Stored records
::::
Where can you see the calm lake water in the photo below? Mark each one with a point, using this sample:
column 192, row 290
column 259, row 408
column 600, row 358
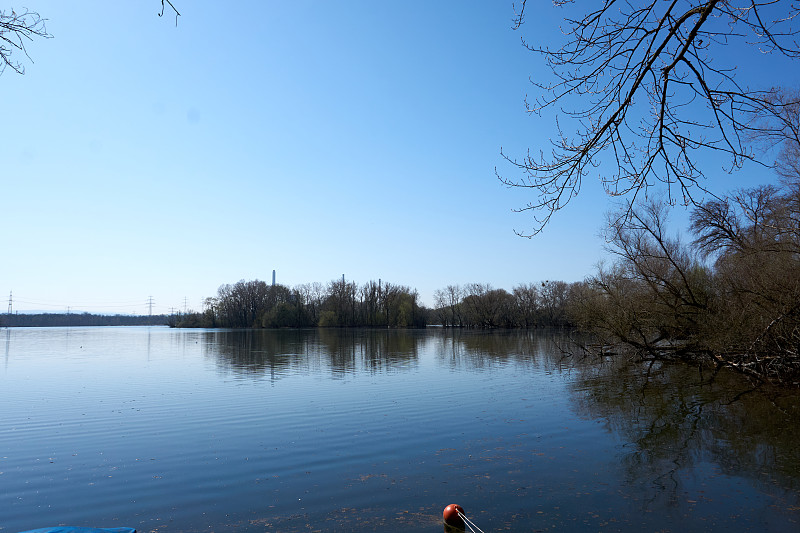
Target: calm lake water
column 353, row 430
::::
**ASSIGNMENT**
Restate, word for word, the entries above, dropping any picture.

**SOLVED PROBLEM**
Where can you see the calm lake water in the photo below? Mark each one with a point, using this sample:
column 192, row 290
column 259, row 408
column 600, row 358
Target: calm lake water
column 353, row 430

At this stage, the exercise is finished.